┌──

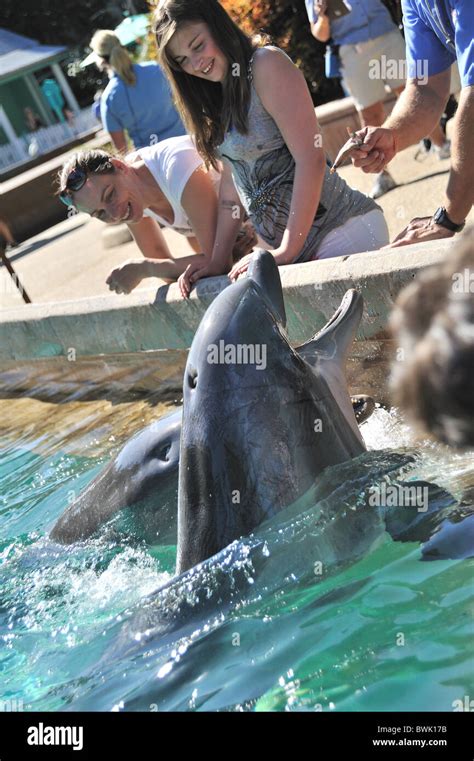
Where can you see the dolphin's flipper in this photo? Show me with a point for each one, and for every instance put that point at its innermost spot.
(453, 539)
(263, 270)
(327, 351)
(445, 528)
(334, 340)
(363, 407)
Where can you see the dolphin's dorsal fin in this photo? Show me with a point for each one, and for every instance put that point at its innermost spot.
(263, 270)
(334, 340)
(327, 351)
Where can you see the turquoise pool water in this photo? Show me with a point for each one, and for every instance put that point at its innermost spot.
(385, 632)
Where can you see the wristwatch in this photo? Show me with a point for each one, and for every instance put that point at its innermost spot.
(441, 218)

└──

- WHAT THIS TASK INVOLVES
Reproduce the entries above, replacing each occurrence of "dolphin's" with "animal's" and leaving everything else unchanged. Omit the pictures from your answer.

- TASK RESPONSE
Where can you see the animal's flipper in this photo? Show me with a point for each one, and for every instance put that point at its innermost spot.
(453, 539)
(263, 270)
(327, 351)
(445, 528)
(334, 340)
(363, 407)
Where can you see the animal's dorsal fin in this photo? Show me with a point for each one, and for every instance put that point at its innermost spot.
(263, 270)
(334, 340)
(327, 351)
Where can you see the turquoise pool water in this photo? Show me with a point for each one, and for every instance put that point at its innermost spot.
(385, 632)
Where can you see the wristwatch in this photo? Show me with a point for each one, and for every instance put that point at its innermost spot.
(441, 218)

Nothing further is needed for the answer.